### EXERCISE DESCRIPTION
Restate word for word the lines of the records below, starting at the line that contains "315, row 218" and ending at the line that contains "147, row 276", with both of those lines included and nothing else.

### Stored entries

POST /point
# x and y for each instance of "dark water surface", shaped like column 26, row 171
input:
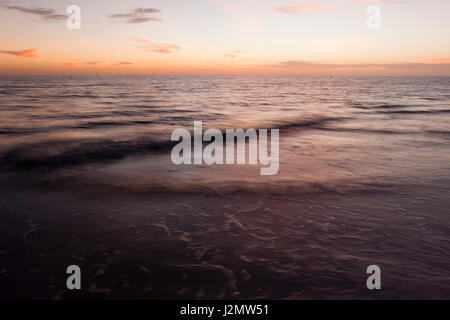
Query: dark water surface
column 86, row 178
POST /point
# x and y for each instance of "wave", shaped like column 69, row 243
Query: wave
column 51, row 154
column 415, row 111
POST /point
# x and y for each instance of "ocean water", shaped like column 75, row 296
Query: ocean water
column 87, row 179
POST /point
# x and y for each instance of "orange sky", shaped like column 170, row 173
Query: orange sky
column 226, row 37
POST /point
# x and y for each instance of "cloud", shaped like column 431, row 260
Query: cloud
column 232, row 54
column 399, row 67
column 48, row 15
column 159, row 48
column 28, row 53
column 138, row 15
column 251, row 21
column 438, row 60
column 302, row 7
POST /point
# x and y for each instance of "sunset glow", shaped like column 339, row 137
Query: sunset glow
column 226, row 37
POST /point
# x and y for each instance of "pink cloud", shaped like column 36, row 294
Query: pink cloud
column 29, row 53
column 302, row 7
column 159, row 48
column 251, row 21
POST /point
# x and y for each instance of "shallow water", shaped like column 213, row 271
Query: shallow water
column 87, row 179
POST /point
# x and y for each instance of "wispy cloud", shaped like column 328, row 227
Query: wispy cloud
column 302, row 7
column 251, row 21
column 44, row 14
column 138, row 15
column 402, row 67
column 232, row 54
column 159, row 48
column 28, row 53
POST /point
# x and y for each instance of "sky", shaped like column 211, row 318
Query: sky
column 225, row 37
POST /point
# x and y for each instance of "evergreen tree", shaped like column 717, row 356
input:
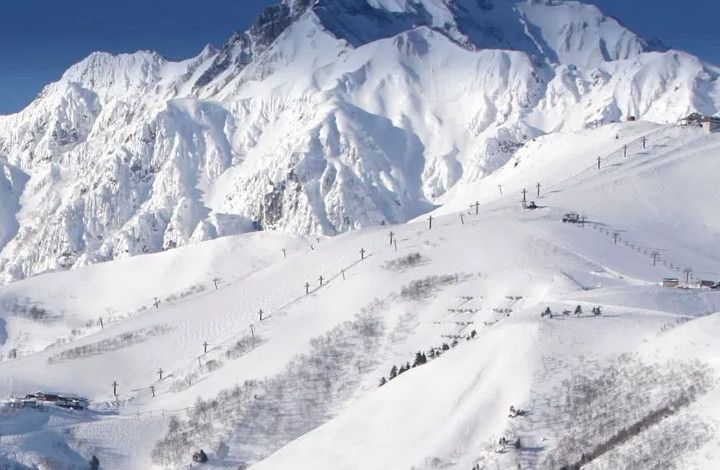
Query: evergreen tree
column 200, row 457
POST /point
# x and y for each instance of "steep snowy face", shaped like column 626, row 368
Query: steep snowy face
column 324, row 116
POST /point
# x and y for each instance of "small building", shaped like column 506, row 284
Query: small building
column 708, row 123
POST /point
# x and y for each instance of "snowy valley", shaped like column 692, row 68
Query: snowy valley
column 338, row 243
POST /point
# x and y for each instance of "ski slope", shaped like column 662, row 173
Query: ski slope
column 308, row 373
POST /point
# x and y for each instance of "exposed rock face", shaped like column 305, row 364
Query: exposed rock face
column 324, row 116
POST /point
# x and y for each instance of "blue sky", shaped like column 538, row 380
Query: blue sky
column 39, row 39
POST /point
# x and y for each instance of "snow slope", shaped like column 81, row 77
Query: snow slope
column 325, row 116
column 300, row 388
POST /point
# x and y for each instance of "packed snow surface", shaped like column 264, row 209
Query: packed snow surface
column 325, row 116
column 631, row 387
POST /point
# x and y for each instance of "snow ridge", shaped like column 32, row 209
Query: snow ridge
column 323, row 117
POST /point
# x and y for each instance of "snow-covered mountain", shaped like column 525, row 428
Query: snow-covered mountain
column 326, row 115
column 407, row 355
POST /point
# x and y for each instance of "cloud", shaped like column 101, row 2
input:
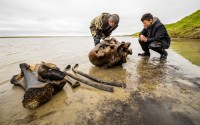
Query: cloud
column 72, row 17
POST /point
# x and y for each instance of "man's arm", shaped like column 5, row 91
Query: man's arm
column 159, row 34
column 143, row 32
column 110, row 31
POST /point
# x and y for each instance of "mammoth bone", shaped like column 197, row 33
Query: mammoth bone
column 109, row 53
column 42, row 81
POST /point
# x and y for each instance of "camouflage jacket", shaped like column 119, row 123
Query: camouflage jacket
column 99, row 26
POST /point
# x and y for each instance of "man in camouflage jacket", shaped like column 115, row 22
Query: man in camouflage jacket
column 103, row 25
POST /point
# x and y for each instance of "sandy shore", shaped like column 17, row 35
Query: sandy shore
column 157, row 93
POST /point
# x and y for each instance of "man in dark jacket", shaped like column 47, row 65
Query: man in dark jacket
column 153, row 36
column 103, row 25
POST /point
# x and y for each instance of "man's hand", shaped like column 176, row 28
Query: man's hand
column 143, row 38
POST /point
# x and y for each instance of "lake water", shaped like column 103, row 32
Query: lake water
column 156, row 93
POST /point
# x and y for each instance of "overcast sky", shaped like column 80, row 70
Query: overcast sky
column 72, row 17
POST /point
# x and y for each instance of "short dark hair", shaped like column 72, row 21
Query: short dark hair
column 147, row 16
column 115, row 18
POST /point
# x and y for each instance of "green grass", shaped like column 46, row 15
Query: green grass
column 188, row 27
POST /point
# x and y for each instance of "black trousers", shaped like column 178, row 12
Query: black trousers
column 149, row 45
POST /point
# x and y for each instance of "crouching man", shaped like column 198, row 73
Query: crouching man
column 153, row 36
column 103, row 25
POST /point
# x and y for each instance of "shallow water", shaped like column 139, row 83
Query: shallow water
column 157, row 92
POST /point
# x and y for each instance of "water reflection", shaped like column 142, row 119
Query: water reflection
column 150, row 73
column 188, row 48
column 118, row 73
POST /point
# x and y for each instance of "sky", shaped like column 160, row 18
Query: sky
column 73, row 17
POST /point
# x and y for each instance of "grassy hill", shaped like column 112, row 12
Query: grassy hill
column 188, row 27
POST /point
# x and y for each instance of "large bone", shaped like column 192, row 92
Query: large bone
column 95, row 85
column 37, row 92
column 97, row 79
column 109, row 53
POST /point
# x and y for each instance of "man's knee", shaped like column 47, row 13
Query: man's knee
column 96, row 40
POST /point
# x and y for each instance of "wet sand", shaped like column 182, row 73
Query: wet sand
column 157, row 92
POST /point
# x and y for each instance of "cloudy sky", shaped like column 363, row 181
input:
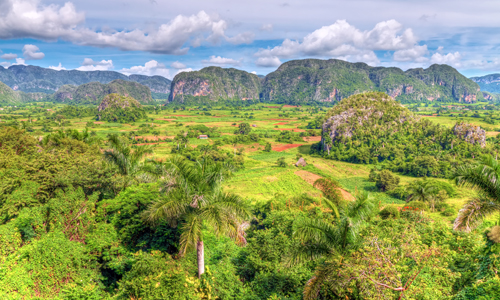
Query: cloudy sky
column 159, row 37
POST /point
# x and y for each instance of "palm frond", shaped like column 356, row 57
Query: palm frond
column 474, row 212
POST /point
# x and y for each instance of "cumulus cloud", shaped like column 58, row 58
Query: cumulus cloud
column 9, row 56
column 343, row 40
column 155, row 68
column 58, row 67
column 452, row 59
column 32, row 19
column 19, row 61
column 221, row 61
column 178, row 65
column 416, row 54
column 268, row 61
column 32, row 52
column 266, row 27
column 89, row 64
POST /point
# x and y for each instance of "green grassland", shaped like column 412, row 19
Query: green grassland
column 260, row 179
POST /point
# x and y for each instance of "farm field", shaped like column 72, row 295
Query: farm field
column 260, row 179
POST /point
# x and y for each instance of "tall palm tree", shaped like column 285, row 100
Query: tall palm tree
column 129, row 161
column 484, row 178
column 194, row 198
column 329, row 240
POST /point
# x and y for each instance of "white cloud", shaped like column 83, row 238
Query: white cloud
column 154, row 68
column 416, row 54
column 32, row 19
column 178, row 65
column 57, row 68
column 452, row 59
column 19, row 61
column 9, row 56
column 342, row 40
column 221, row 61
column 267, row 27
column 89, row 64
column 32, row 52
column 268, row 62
==
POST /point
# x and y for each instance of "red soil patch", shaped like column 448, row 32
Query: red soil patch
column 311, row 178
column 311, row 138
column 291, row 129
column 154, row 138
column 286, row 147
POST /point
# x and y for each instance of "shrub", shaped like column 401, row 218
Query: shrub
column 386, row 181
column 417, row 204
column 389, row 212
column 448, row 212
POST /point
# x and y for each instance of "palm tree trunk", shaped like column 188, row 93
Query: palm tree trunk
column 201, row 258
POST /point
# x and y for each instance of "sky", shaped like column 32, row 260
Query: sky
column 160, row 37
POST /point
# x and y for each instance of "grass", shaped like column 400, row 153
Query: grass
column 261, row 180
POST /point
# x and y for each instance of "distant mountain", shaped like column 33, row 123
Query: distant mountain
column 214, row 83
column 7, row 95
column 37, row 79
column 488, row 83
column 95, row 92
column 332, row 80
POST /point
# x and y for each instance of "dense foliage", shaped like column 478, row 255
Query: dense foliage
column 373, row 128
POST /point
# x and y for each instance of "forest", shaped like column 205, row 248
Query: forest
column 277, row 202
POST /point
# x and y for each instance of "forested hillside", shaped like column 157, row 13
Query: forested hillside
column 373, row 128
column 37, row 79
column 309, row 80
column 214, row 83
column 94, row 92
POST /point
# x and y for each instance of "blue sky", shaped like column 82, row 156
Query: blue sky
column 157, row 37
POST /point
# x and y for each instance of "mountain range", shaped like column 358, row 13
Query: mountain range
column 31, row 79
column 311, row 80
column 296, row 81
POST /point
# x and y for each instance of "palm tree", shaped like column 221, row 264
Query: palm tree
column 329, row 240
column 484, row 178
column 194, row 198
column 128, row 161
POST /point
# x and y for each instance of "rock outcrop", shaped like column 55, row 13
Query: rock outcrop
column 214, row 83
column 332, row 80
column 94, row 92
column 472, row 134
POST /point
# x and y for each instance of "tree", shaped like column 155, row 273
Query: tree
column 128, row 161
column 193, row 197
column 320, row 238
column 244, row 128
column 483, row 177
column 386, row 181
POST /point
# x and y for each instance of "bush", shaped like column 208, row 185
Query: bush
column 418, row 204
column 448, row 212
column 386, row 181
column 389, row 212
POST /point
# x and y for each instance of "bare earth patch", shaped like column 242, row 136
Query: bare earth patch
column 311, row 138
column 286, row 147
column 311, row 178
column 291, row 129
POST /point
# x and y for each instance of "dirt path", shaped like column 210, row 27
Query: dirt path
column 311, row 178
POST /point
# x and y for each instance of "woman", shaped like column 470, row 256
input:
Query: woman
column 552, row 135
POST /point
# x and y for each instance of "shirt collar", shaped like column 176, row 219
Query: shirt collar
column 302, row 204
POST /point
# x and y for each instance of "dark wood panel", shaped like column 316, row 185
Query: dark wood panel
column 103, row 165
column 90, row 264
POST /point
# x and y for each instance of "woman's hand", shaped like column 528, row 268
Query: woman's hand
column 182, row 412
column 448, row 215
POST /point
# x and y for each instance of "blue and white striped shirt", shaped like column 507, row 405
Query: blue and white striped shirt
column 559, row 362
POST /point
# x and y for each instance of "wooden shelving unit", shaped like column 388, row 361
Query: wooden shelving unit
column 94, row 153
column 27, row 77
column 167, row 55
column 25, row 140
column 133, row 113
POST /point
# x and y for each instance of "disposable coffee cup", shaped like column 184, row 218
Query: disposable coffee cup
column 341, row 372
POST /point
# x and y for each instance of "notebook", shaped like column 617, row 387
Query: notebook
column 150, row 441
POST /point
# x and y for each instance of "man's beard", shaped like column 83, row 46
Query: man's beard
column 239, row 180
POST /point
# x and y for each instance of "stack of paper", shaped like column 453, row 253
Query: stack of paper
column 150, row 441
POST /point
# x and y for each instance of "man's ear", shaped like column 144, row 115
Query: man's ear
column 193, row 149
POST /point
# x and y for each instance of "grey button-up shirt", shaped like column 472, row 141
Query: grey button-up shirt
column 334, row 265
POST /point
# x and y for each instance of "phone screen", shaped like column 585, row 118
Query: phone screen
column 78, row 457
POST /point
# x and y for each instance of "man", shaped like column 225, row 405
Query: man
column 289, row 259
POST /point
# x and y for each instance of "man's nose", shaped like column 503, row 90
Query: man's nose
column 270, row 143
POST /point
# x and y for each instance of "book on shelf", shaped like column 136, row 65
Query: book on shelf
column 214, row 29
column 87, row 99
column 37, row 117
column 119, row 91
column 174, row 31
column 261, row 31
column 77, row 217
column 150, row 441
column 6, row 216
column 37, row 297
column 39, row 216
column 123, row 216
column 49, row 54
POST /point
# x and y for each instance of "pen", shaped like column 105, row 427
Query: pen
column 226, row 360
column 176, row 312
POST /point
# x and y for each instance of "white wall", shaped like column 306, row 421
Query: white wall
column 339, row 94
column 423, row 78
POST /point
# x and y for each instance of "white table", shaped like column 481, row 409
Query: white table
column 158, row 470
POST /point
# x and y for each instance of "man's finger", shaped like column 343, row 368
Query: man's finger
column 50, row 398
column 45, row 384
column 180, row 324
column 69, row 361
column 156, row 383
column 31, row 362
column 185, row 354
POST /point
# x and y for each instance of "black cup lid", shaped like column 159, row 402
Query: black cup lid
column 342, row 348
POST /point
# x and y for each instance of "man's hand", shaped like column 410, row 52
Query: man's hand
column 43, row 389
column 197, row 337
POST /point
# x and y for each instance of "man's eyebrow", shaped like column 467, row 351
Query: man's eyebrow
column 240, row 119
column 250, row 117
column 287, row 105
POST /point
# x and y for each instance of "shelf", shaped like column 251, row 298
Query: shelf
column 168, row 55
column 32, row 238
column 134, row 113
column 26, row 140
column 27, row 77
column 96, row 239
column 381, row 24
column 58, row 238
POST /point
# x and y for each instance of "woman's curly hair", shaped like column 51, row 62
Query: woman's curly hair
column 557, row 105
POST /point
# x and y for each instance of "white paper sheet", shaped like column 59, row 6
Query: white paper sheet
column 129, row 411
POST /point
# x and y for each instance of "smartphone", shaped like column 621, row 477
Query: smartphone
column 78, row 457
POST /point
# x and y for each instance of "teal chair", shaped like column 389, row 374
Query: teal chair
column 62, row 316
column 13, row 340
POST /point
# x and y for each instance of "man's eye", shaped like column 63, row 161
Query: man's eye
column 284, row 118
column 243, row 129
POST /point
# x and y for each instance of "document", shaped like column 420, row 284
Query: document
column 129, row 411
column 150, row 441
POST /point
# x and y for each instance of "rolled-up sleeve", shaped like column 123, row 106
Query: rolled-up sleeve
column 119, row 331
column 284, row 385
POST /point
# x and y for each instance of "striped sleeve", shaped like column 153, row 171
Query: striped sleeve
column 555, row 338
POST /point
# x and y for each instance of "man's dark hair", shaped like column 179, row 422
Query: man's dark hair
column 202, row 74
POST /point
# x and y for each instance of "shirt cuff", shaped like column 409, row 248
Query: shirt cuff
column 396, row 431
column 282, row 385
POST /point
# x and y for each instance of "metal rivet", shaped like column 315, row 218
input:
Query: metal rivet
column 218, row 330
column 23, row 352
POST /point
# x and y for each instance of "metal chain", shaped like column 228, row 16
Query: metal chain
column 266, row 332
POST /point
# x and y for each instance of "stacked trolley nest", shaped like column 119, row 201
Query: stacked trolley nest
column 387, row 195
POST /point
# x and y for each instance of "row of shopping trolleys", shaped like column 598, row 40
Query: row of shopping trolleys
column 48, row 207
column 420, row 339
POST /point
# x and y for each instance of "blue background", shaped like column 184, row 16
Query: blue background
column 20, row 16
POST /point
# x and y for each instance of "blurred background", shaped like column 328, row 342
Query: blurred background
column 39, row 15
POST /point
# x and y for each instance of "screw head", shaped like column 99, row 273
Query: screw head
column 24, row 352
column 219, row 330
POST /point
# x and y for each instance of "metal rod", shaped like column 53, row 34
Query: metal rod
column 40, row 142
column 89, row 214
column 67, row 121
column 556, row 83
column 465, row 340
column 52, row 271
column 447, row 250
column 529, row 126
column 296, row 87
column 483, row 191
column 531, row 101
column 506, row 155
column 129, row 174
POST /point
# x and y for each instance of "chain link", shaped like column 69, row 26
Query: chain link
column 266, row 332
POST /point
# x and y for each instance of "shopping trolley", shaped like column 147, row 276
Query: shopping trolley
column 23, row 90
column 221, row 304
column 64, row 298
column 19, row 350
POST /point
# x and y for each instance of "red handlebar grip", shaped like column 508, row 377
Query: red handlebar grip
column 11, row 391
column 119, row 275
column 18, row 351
* * *
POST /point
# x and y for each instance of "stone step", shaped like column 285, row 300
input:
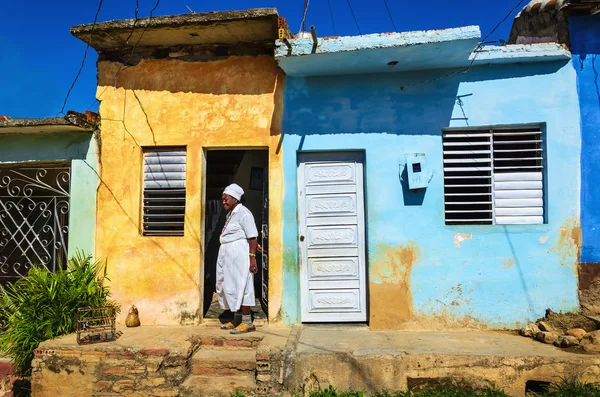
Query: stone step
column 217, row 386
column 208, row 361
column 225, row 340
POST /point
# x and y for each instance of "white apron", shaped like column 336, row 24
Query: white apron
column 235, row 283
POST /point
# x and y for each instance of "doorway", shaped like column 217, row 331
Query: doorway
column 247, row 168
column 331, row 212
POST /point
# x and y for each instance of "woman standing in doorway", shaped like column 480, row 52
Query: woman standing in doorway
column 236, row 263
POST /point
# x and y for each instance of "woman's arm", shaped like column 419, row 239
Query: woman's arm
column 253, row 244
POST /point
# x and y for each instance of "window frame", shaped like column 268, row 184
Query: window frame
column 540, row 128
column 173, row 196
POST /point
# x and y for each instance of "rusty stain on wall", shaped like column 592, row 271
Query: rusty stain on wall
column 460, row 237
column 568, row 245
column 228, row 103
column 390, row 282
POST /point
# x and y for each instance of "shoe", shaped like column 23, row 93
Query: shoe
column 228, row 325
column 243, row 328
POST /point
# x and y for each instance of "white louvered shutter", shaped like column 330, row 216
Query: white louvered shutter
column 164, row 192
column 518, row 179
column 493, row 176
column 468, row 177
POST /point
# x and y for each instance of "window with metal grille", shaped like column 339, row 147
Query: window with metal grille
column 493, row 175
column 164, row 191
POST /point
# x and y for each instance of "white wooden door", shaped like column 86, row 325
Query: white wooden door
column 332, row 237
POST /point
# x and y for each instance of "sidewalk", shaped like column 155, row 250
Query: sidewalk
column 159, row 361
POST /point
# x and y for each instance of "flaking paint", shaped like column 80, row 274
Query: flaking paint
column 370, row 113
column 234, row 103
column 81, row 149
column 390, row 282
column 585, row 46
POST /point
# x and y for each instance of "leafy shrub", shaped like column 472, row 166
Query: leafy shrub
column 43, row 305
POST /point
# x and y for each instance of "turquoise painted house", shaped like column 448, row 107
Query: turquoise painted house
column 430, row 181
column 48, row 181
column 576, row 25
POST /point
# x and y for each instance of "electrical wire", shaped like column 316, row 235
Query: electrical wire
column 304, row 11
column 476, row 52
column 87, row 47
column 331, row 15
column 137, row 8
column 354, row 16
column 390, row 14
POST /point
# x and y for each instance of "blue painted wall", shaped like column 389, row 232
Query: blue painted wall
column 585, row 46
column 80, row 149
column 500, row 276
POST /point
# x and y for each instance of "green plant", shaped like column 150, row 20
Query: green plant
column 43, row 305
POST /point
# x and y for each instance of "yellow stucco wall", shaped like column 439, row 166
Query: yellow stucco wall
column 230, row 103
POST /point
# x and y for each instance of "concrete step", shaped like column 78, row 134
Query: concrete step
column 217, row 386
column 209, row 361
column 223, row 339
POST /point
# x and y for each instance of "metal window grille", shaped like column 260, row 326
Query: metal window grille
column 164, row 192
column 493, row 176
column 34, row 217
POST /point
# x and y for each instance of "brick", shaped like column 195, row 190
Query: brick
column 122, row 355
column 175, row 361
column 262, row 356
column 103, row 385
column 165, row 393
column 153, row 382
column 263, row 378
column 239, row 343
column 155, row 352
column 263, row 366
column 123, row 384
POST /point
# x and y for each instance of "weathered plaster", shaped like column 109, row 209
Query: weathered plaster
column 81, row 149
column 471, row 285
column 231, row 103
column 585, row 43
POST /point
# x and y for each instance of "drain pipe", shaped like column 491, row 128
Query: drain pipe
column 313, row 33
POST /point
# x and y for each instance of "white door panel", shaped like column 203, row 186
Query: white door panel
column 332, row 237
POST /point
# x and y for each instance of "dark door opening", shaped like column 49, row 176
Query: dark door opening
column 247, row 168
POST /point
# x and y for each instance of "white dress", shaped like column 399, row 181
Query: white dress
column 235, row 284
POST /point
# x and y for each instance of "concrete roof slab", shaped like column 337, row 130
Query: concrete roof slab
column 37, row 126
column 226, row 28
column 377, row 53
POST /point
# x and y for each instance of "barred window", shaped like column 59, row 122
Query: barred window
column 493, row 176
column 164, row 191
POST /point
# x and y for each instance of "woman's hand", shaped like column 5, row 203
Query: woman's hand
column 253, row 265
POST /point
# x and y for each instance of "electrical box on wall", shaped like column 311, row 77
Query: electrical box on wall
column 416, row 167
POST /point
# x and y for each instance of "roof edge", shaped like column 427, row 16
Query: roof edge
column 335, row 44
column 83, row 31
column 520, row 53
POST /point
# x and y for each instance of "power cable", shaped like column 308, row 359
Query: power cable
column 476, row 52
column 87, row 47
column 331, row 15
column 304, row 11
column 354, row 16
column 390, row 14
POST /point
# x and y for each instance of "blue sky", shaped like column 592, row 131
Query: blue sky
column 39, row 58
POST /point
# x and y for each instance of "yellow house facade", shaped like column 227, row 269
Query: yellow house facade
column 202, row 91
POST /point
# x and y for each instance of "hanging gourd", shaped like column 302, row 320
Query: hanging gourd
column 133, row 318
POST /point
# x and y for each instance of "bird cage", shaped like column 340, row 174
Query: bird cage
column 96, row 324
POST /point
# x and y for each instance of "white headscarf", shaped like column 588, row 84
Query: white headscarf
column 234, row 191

### THE COMPLETED TASK
# x and y for each instance of "metal rivet", shaped like column 315, row 218
input:
Query: metal rivet
column 218, row 330
column 23, row 352
POST /point
# x and y for each instance of "metal chain", shaped like column 228, row 16
Query: metal chain
column 266, row 332
POST /point
# x and y for each instance of "stacked trolley nest", shaped like column 119, row 201
Query: stacked trolley nest
column 387, row 195
POST /point
# x and y for each instance of "row of shopping trolleys", shaped like column 598, row 40
Query: row of shopping trolleys
column 48, row 207
column 420, row 339
POST /point
# x and y for each instance of "blue background", shaped like column 184, row 16
Query: blue background
column 20, row 16
POST /point
# x and y for each instance of "blurred background", shaped like column 328, row 342
Query: blurred background
column 39, row 15
POST /point
# x and y for each instance of "screw head", shaped like column 99, row 273
Query: screw head
column 24, row 352
column 219, row 330
POST /point
# x and y for each instance of "metal rod", shaped like column 53, row 34
Query: metal rod
column 40, row 142
column 89, row 214
column 67, row 121
column 556, row 83
column 465, row 340
column 52, row 271
column 447, row 250
column 529, row 126
column 296, row 87
column 483, row 191
column 531, row 101
column 506, row 155
column 129, row 174
POST /point
# x and y for each instance of "chain link", shaped like column 69, row 26
Query: chain link
column 266, row 332
POST /point
# x and y for each instance of "shopping trolley", shaped like column 147, row 276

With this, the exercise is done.